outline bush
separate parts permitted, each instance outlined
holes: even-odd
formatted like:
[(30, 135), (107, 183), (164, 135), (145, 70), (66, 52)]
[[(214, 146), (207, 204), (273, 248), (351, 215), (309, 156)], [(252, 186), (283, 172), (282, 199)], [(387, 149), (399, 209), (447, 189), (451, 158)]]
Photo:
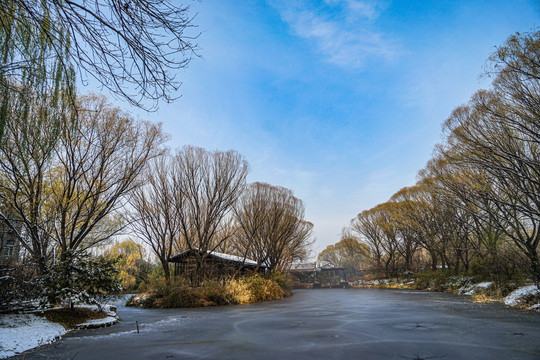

##############################

▸ Prompt
The pictures alone are to be left out when the data above is copied; all else must match exactly.

▸ Answer box
outline bush
separate parts permitted, each instance outlined
holes: even-odd
formatted like:
[(30, 135), (107, 183), (164, 135), (145, 70), (66, 52)]
[[(214, 146), (207, 204), (273, 248), (351, 215), (309, 156)], [(252, 186), (283, 172), (282, 199)], [(387, 149), (399, 209), (447, 189), (451, 158)]]
Photo:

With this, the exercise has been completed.